- _Dataset entries_
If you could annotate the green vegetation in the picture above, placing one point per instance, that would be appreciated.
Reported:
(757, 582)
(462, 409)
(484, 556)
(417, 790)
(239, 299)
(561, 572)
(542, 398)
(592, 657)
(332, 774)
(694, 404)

- _What you have to do_
Return the whole listing, keeping every line exactly as it is.

- _Task answer_
If you could annotate the green vegetation in the picture above, placing one point per instance, that would be appreciated.
Reported:
(757, 582)
(462, 409)
(484, 556)
(417, 790)
(239, 299)
(561, 572)
(542, 398)
(592, 657)
(332, 774)
(694, 404)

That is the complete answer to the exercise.